Source passage >>
>>

Yes, thanks Sally. I will call right after my 1 year date. They always used to be after me for my blood. I've got O-, plus something-or-other negative as well which they say they really need. Actually, my whole family is the same blood type; that's how hubby & son donated for me.

I sure know what I'm talking about, don't I? :)

loves to skate
10-07-2009, 07:20 PM
Yes, thanks Sally. I will call right after my 1 year date. They always used to be after me for my blood. I've got O-, plus something-or-other negative as well which they say they really need. Actually, my whole family is the same blood type; that's how hubby & son donated for me.

I sure know what I'm talking about, don't I? :)

You surely do Debbei. You are a universal donor and that is why they were always after you. The reason they need you is many Oneg women built up antibodies during pregnancy if their baby was Rh positive, at least before the advent of RHoGam, so if they subsequently need a blood transfusion, they need to receive Oneg blood that is also negative to the antibody they developed several years ago. They will be happy to have you back.:D
Sally

loris
10-08-2009, 12:01 PM
Thank you everyone for the advice. I finally got a call back from his surgery coordinator and she said that it is not in my orders to donate prior to surgery. So i guess i can stop worrying about that now. I also just found out that they did not put in my surgery order to insure that there is no latex products used in my surgery. OMG it would be horrible if they used latex on me during the surgery.

Vali
10-09-2009, 07:09 AM
Hi Loris,

When the nurse and anaethetist do the pre-op check, they will ask you if you're allergic to latex and any of the dressings they intend to use on you.
I have an allergy to a lot of dressings (sticky) and can only have hyperfix.
You'll be fine.:)

fierceliketiger
10-15-2009, 08:40 PM
3 weeks before my first surgery I did something called a "Double-double red cell" autologous donation. I had lost a rather large amount of weight in the months before, and I guess the blood center used my "old" weight to calculate the body mass needed to do it. Needless to say, I very nearly passed out and they had to stop the donations 3 times during the course. I ended up having to take a fairly high dose of iron pills to get to where it was safe for surgery. After my anterior surgery (2 weeks after the first) I ended up needing more blood than anticipated. The blood bank was determined not to use any family or friends and said it was "safer" to use blood bank blood because of the antibodies. Something about how if you are exposed to certain antibodies the people around you probably are as well, and it is better to get blood with different antibodies. I had never heard of that before, but they assured me the blood bank blood would be safe...(of course there is always a risk).

<<

Saved entries
>>

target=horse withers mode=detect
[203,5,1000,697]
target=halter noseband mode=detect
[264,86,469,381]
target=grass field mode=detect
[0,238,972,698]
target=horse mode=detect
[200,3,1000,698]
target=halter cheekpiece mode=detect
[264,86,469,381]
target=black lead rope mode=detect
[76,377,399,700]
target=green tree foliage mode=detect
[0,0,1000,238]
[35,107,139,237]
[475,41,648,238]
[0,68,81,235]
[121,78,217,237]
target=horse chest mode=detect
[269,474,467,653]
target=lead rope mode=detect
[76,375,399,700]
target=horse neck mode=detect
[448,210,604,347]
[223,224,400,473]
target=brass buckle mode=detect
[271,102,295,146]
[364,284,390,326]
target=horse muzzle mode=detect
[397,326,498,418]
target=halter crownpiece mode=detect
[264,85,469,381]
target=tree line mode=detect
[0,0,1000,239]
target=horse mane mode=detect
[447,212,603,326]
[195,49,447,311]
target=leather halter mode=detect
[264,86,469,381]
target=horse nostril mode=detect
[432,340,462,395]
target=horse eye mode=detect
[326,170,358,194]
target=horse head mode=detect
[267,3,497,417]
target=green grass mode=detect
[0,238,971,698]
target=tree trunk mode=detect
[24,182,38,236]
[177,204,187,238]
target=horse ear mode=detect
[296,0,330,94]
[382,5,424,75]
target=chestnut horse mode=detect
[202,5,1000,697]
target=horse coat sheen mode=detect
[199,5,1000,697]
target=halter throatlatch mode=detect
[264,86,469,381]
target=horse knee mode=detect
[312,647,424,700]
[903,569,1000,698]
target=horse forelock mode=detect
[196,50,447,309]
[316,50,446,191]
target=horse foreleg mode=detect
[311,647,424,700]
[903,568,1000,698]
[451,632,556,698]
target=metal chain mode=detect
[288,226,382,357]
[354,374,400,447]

<<
>>

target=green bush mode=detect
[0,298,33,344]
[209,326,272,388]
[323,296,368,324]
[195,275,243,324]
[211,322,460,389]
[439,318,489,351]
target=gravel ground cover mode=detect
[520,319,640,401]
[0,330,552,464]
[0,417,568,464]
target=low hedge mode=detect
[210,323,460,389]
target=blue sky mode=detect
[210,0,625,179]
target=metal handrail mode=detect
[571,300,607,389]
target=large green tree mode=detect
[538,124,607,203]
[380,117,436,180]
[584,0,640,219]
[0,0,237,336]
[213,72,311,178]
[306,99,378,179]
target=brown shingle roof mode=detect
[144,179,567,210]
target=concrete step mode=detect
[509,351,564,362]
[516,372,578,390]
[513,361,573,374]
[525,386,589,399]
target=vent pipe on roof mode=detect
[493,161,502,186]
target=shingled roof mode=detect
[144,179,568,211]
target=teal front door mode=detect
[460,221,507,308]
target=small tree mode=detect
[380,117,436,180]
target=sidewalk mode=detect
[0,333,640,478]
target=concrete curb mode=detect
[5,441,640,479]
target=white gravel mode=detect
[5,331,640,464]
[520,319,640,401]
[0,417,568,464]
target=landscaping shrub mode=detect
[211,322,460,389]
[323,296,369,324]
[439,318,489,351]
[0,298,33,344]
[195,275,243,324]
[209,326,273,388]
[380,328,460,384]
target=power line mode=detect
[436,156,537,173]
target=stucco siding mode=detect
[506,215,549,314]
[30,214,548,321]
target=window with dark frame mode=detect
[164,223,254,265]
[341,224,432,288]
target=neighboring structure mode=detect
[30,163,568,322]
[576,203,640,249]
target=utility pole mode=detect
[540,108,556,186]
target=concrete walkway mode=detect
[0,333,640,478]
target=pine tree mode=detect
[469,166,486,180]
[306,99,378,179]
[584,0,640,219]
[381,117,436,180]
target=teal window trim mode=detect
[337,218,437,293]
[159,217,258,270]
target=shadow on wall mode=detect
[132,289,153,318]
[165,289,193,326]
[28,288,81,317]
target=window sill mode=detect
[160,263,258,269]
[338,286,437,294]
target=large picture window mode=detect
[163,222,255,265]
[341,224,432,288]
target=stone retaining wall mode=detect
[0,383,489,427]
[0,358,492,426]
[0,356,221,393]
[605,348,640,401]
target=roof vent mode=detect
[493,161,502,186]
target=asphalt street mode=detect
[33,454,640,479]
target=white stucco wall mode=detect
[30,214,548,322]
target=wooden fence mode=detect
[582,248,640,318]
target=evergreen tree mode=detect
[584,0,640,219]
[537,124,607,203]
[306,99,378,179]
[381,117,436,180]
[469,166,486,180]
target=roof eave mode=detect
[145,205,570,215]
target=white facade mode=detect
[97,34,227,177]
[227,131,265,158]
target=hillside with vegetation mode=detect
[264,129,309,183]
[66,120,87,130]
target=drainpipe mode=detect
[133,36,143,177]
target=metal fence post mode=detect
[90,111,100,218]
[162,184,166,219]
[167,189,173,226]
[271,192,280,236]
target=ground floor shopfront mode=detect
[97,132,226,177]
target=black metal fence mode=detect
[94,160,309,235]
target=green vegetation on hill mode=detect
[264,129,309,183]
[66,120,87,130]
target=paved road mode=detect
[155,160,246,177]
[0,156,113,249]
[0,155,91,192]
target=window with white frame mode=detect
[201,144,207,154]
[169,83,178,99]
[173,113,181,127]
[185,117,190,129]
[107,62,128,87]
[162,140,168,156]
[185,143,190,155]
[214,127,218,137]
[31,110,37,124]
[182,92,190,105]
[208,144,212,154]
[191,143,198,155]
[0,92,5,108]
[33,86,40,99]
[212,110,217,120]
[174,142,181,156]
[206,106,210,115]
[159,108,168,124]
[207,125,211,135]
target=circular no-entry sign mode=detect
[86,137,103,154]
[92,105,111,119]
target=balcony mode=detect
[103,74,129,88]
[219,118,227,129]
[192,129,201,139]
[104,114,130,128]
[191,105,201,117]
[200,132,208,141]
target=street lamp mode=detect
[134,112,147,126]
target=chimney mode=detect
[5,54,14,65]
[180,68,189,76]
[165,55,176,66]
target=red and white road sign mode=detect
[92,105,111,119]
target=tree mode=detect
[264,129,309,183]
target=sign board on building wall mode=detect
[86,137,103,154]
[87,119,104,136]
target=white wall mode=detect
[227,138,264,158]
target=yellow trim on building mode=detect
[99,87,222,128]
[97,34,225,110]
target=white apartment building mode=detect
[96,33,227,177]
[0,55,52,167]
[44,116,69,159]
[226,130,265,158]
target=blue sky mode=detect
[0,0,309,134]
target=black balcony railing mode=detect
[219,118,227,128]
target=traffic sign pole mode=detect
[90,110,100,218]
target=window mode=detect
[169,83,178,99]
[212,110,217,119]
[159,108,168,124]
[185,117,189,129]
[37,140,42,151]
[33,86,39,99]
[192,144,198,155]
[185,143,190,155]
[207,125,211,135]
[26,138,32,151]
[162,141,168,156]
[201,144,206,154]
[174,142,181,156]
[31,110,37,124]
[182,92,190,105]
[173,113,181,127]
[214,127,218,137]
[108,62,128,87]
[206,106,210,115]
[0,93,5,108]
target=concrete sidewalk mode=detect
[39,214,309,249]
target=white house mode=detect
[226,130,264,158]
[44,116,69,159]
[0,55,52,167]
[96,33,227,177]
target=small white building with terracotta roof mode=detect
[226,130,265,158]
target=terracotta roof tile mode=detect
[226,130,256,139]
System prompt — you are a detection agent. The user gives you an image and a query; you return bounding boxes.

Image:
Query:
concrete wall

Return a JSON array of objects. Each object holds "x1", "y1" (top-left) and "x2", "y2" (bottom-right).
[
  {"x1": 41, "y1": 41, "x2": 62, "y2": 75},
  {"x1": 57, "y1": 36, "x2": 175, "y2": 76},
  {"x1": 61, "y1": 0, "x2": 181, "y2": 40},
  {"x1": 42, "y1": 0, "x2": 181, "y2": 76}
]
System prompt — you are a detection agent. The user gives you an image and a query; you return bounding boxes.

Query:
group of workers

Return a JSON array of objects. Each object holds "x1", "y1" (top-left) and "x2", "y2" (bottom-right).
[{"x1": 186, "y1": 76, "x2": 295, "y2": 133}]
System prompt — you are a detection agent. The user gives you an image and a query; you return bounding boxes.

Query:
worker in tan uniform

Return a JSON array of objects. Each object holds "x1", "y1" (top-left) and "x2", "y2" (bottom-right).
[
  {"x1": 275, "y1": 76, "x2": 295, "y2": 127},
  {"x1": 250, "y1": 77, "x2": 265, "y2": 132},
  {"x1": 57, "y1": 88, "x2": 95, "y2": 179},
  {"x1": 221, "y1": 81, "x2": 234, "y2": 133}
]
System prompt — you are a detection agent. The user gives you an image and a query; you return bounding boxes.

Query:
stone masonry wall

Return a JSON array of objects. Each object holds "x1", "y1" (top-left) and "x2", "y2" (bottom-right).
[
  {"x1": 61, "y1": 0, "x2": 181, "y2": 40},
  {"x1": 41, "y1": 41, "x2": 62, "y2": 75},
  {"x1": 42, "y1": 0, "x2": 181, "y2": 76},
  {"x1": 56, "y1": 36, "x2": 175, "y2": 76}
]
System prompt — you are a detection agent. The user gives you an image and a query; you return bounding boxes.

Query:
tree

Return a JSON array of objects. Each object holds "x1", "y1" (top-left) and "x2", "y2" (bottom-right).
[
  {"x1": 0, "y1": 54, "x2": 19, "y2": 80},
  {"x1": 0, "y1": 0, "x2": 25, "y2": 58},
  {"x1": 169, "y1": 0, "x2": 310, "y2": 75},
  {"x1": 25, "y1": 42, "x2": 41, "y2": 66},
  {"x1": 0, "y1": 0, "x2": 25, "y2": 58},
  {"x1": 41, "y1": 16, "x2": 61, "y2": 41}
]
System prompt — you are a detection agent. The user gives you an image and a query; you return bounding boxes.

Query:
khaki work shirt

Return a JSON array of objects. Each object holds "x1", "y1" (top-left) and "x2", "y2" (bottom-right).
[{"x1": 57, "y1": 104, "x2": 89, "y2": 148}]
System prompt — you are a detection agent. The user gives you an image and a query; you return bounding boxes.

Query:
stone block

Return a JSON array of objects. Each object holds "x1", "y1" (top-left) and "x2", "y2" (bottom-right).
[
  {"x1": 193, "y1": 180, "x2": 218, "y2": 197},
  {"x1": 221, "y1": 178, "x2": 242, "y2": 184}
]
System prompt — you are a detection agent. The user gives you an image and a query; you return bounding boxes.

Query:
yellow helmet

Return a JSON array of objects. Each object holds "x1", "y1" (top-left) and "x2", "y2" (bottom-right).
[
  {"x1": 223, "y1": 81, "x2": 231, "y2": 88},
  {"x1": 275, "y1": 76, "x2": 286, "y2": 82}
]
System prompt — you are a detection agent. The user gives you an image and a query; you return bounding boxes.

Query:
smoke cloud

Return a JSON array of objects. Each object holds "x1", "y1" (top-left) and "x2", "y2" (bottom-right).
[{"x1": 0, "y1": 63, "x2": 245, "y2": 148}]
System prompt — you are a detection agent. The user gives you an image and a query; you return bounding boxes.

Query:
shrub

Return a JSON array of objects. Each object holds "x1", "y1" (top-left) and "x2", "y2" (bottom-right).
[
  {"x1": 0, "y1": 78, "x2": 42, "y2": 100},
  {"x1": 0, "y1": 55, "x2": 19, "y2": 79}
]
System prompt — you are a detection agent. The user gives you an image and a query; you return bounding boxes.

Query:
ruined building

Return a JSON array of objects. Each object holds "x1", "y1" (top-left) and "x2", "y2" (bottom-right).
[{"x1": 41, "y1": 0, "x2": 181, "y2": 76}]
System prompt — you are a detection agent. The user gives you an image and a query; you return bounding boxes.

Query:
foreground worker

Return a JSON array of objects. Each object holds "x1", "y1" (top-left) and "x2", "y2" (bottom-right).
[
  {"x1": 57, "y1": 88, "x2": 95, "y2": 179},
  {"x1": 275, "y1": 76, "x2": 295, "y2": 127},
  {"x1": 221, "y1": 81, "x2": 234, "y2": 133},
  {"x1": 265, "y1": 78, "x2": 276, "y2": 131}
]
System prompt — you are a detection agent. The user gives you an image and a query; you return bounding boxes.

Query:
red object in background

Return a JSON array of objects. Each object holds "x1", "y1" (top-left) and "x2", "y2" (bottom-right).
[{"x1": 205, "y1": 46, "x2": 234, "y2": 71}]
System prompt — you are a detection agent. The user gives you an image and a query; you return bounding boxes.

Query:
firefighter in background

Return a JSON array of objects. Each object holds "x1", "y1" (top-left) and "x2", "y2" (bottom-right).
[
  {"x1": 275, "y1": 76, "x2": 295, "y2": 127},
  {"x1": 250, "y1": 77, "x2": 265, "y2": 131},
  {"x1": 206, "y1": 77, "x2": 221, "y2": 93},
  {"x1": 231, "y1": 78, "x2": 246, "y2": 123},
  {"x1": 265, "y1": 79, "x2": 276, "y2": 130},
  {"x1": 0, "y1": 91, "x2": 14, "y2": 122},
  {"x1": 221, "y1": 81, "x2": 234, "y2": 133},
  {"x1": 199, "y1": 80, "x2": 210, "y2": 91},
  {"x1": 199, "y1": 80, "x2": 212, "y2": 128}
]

<<

Try it >>
From the forum thread about blood donation before surgery, print out everything from "You surely do" down to "during the surgery.".

Task response >>
You surely do Debbei. You are a universal donor and that is why they were always after you. The reason they need you is many Oneg women built up antibodies during pregnancy if their baby was Rh positive, at least before the advent of RHoGam, so if they subsequently need a blood transfusion, they need to receive Oneg blood that is also negative to the antibody they developed several years ago. They will be happy to have you back.:D
Sally

loris
10-08-2009, 12:01 PM
Thank you everyone for the advice. I finally got a call back from his surgery coordinator and she said that it is not in my orders to donate prior to surgery. So i guess i can stop worrying about that now. I also just found out that they did not put in my surgery order to insure that there is no latex products used in my surgery. OMG it would be horrible if they used latex on me during the surgery.